┌─ Records supplied

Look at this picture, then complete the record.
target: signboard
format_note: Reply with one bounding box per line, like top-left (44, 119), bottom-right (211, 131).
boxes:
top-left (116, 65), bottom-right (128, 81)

└─

▶ Written request
Quote every entry above word for word, keeping each line unchanged.

▶ Exercise result
Look at this picture, then complete the record.
target: signboard
format_note: Reply with one bounding box per line, like top-left (44, 119), bottom-right (211, 131).
boxes:
top-left (116, 65), bottom-right (128, 81)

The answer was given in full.